Beginning with the line that holds "Each instance of the clear sky", set down each line of the data below through the very last, exactly as given, and nothing beyond that.

** START OF DATA EXTRACT **

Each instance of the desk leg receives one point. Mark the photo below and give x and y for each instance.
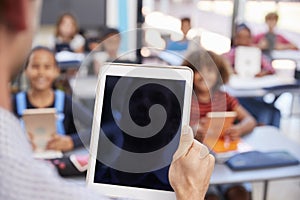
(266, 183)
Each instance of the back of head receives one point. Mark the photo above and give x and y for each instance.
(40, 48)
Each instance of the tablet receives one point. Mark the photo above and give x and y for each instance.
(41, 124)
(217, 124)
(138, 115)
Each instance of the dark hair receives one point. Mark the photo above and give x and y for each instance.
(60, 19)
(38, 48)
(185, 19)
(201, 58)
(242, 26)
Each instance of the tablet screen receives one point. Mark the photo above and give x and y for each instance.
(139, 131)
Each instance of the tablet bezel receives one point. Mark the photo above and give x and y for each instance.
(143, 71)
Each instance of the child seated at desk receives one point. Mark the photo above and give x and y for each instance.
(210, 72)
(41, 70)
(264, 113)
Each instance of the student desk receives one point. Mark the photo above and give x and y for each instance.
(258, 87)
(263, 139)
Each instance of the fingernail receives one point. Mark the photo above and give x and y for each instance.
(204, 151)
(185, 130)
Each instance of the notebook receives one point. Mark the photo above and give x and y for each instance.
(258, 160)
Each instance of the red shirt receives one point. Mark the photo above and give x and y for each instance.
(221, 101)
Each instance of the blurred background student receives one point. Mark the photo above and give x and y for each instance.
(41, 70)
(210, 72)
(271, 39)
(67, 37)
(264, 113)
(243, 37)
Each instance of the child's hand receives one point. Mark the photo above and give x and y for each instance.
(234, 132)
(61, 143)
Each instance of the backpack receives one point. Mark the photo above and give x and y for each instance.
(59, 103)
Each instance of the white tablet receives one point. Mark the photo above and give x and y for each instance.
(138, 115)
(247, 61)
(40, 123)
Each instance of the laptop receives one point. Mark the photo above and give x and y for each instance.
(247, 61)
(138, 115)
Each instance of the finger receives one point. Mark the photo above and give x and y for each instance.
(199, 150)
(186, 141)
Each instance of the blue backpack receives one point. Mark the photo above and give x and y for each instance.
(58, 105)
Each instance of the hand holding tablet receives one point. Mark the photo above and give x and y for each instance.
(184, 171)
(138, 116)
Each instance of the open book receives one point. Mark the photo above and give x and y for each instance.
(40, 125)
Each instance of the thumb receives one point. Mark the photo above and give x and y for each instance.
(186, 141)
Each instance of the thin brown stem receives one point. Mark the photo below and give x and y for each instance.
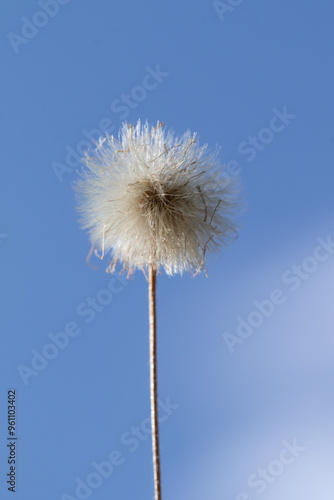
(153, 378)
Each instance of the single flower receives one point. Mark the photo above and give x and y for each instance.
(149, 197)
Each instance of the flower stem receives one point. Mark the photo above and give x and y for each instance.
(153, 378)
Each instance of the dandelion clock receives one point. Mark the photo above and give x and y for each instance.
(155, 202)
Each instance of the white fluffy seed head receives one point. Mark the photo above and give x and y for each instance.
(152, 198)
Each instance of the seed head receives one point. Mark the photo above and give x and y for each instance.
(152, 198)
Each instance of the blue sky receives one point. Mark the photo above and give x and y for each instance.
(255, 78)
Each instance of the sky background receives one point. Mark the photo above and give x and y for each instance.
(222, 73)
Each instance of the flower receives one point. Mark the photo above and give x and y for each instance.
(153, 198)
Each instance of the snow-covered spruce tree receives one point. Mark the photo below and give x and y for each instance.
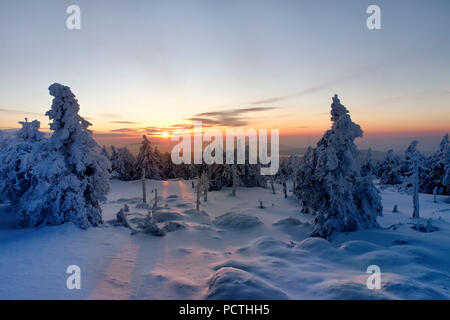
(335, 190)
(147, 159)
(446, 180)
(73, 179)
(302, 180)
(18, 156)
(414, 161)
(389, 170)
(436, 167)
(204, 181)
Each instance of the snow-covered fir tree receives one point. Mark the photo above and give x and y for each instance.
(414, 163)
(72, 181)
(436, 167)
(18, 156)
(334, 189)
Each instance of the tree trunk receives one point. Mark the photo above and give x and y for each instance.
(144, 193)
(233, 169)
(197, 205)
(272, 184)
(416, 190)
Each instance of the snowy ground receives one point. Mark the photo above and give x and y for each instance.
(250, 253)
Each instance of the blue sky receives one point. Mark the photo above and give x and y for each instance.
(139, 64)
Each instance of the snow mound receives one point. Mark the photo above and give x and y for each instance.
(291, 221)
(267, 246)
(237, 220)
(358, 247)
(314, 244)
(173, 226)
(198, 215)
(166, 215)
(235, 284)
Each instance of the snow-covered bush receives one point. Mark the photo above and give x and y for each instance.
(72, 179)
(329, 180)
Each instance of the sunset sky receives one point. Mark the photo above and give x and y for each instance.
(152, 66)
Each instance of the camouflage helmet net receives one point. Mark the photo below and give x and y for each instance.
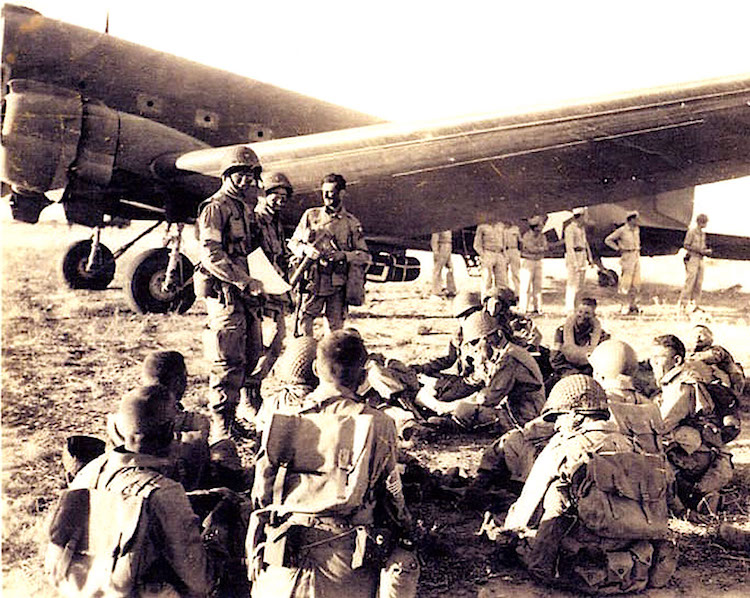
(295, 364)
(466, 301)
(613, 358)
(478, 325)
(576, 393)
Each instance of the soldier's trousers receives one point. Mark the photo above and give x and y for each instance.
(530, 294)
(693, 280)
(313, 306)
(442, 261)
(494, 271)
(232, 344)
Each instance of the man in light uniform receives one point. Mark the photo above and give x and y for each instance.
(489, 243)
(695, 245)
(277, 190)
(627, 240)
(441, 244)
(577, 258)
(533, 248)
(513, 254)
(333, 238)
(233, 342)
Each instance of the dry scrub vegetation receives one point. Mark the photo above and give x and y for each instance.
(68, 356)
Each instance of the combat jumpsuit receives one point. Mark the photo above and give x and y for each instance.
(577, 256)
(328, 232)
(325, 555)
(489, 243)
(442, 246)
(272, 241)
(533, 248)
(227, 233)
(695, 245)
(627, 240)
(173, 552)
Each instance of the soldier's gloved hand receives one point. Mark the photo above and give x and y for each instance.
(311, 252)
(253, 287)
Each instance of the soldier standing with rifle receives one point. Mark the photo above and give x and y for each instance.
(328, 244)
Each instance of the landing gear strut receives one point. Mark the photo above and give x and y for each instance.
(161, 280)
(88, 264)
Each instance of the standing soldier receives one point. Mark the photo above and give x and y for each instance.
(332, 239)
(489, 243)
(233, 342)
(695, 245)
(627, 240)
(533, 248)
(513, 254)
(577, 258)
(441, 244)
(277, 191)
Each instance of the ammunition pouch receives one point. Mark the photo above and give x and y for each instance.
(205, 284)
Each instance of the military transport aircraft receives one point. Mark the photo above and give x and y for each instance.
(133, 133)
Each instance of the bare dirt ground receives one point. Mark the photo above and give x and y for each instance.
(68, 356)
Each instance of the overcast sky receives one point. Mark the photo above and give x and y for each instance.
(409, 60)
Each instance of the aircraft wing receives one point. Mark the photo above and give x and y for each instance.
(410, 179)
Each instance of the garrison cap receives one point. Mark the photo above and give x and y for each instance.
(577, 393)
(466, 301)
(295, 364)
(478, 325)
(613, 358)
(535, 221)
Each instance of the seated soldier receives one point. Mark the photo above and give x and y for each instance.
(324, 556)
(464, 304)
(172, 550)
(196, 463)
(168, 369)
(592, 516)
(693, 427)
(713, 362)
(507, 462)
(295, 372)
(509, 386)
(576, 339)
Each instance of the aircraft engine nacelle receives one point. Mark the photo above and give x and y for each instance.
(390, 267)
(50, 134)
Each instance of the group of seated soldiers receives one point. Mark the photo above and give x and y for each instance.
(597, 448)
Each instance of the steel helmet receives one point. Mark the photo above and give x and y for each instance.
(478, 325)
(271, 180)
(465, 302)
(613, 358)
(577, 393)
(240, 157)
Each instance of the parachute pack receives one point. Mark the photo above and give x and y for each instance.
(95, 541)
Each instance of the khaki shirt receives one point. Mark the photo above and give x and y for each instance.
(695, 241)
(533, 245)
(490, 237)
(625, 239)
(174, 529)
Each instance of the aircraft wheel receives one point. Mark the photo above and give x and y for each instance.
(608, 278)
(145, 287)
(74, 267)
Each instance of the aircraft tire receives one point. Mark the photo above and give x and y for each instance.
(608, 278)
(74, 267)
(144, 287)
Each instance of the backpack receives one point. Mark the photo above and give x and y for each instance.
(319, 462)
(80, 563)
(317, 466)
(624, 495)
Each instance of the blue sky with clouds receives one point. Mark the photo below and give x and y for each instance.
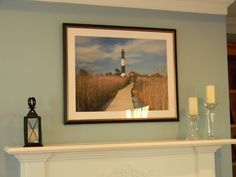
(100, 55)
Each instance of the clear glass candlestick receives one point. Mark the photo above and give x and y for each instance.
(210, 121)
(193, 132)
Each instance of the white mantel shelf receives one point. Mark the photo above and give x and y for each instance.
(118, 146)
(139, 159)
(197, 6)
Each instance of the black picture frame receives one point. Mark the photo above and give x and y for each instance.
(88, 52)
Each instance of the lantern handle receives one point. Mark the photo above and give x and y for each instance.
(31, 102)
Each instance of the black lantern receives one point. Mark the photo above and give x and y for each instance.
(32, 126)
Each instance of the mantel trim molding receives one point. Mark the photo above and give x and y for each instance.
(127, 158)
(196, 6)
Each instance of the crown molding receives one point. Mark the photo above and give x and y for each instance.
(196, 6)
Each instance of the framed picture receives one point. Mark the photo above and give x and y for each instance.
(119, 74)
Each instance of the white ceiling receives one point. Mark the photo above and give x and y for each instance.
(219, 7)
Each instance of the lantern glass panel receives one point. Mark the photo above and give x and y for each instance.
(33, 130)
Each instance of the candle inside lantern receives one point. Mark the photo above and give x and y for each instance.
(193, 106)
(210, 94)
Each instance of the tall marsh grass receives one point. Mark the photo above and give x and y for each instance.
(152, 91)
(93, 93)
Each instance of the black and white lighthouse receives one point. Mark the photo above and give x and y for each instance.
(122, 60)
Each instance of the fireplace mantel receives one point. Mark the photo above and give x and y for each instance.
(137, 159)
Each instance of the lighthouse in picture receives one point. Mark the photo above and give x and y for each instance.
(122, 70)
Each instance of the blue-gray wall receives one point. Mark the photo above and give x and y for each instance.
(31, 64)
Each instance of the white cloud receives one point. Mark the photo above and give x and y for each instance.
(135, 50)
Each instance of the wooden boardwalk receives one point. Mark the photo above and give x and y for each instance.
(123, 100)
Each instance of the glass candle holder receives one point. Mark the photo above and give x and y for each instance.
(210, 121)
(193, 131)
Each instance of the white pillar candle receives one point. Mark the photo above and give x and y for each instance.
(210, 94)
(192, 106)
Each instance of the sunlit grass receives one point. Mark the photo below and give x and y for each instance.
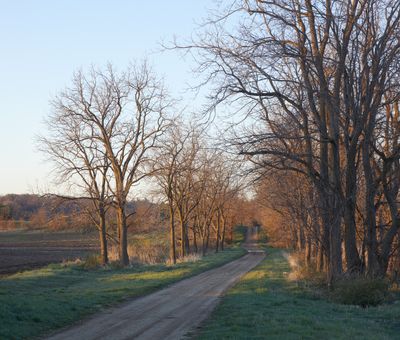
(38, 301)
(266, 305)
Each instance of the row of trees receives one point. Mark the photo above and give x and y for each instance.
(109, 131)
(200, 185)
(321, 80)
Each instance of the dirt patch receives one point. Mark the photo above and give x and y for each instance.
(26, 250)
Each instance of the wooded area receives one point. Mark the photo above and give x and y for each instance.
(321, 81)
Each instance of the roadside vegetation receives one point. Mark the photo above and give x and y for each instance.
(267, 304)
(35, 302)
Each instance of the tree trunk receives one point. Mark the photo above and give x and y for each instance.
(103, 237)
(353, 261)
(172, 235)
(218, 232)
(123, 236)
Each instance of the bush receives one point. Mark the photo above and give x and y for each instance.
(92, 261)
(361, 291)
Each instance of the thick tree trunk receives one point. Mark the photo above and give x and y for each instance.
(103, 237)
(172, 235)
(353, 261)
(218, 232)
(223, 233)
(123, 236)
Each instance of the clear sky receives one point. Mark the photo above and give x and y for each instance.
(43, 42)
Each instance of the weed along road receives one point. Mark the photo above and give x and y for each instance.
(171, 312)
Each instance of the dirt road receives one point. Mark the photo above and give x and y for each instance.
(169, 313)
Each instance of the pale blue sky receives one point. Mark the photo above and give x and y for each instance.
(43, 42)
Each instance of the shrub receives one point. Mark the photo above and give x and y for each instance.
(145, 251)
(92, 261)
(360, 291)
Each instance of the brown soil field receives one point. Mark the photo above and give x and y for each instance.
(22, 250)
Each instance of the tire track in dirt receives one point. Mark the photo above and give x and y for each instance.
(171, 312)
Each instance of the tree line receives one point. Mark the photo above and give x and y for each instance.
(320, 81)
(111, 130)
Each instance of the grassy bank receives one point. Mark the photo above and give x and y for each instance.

** END OF DATA EXTRACT **

**PROBLEM SOLUTION:**
Each instance of the clear sky receives one point. Mark the photo above and give x and y for each instance.
(43, 42)
Each instance of the weed along road receives one point. Mark the photo above and give x and y for each instance.
(171, 312)
Each instance of the dirt road receives one point. Mark the photo above and give x and y for each instance.
(169, 313)
Each instance of the pale blue sky receives one point. Mark the photo above and give x and y for each instance.
(43, 42)
Each instance of the shrub receives one point. Mark the photo above and give x and y for each instance.
(145, 251)
(92, 261)
(360, 291)
Each instance of the brown soil field receives one point. Mark the photo above and give x and y for each instance.
(22, 250)
Each instance of the tire track in dirt receives one point. Mark the photo above and give x and y for each instance.
(171, 312)
Each instance of the tree line receives one point. Mark the photo above and give x and y for each instance.
(320, 81)
(111, 130)
Each instance of the grassy bank receives one point. Mark the photo above and give x and y for each instance.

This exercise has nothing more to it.